▸ **DIRECTIONS**
Reproduce the passage from the biography of Mark Tierney, starting with "Mark was his" and going on through "29 August 2000).".

Tierney, Mark (1925–2011), Benedictine monk and historian, was born Gerald Francis Tierney in Dublin on 10 January 1925, fourth child among five sons and one daughter of Gerald Tierney (1885–1938), gynaecologist, and Marie Tierney (née Blanche). His mother was the elder daughter of Alfred Blanche (1874–1950), French consul-general in Ireland (1918–30) and afterwards French minister in Bogotá, Columbia. According to R. M. Smyllie (qv), writing as 'Nichevo', Marie Blanche and her sister, Kitty, had been 'reckoned the prettiest girls in town … [with] that indefinable quality known as chic which still seems to be a monopoly of French women' (Ir. Times, 7 October 1950). Marie died in 1931 of injuries sustained in a car accident in Dublin.
Tierney was educated at the Catholic University School in Dublin, at the monastery school at Glenstal, Co. Limerick, and at UCD (BA, 1950; MA, 1965). He entered the Benedictine community at Glenstal on leaving school, made his profession of vows there in 1945 and was ordained priest in 1954. He then taught in the school at Glenstal for many years.
Mark was his name in religion, and it was as 'Mark Tierney' that he published his books and other writings. He wrote with an élan uncommon among historians, and in a tone that was sometimes ironic and even irreverent. Thus, his biography of Archbishop Croke (qv) of Cashel (1976) is not a pious evocation of an eminent ecclesiastic, but rather emphasises Croke's very worldly ambitions and the role he accordingly carved out for himself in Irish public life; it is far from hagiographical. Likewise, in a newspaper column on the occasion of the beatification of Columba Marmion (qv), he mischievously drew attention to the fact that 'the number of Irish saints (those canonised) or beati (those beatified) have been few and far between' (Ir. Times, 29 August 2000).
The publication of his biography of Archbishop Croke crowned many years of work by Tierney in compiling a calendar of the Croke and other papers in the Cashel Diocesan Archives. This was pioneering work. No comparable public or church records referring to relatively recent times had been made accessible in this way before in Ireland, and it was done with the full support of the then archbishop of Cashel, Thomas Morris (qv). Tierney had a strong commitment to the preservation and proper ordering of archival material, and was adept in his use of archival sources in his writings. His Croke biography was well-received (Professor John A. Murphy opined that he had 'rarely seen a work so richly, closely and meticulously documented' (Furrow, 332)), and he later accepted numerous invitations to speak about Croke – many of which emanated from the GAA, Croke having been its first patron.
He also wrote The story of Muintir na Tíre, 1931–2001 (2004), Glenstal Abbey: a historical guide (1980, sixth edition 2018), and a history of the districts of Murroe and Boher, Co. Limerick (1966). He published many articles in scholarly and local history journals, and he contributed the entry on John Francis Sweetman (qv) – a controversial fellow Benedictine and headmaster of the Mount St Benedict school in Co. Wexford – to the Dictionary of Irish Biography (2009). His non-history writings included Holy Week: a commentary (1958) and The Council and the Mass (1965).

▸ **ENTRIES SHOWN**
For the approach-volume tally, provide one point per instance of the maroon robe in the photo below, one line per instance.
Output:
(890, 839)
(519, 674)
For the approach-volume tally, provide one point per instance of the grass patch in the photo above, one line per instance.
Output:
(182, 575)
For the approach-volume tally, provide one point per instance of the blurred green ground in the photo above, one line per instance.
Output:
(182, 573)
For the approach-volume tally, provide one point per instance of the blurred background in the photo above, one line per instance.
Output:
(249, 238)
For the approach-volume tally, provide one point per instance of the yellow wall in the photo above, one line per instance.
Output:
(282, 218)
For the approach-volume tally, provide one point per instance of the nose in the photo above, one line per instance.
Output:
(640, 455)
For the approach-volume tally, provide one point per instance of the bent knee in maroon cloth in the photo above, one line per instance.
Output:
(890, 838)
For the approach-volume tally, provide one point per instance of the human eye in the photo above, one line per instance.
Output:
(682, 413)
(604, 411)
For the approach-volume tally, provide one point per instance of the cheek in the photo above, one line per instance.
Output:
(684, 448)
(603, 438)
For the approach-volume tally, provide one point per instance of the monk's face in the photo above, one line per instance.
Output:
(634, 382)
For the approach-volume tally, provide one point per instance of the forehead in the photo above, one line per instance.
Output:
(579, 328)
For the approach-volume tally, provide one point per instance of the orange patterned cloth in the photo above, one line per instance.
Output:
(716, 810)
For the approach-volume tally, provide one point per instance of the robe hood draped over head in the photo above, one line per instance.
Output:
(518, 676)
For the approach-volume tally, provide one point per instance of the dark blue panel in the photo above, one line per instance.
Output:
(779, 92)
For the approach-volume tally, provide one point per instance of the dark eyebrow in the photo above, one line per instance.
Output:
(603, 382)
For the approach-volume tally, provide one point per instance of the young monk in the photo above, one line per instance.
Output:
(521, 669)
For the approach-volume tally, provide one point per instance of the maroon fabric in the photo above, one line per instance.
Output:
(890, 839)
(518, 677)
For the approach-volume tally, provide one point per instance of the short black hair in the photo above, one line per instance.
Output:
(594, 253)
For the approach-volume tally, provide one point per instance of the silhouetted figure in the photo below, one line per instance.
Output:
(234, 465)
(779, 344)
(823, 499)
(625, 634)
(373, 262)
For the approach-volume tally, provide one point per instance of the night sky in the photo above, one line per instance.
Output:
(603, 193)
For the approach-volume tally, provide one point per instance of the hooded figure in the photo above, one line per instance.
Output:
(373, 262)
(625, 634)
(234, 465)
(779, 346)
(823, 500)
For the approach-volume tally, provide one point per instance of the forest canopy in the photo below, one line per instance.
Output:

▸ **RESPONSE TO THIS TASK**
Mark was his name in religion, and it was as 'Mark Tierney' that he published his books and other writings. He wrote with an élan uncommon among historians, and in a tone that was sometimes ironic and even irreverent. Thus, his biography of Archbishop Croke (qv) of Cashel (1976) is not a pious evocation of an eminent ecclesiastic, but rather emphasises Croke's very worldly ambitions and the role he accordingly carved out for himself in Irish public life; it is far from hagiographical. Likewise, in a newspaper column on the occasion of the beatification of Columba Marmion (qv), he mischievously drew attention to the fact that 'the number of Irish saints (those canonised) or beati (those beatified) have been few and far between' (Ir. Times, 29 August 2000).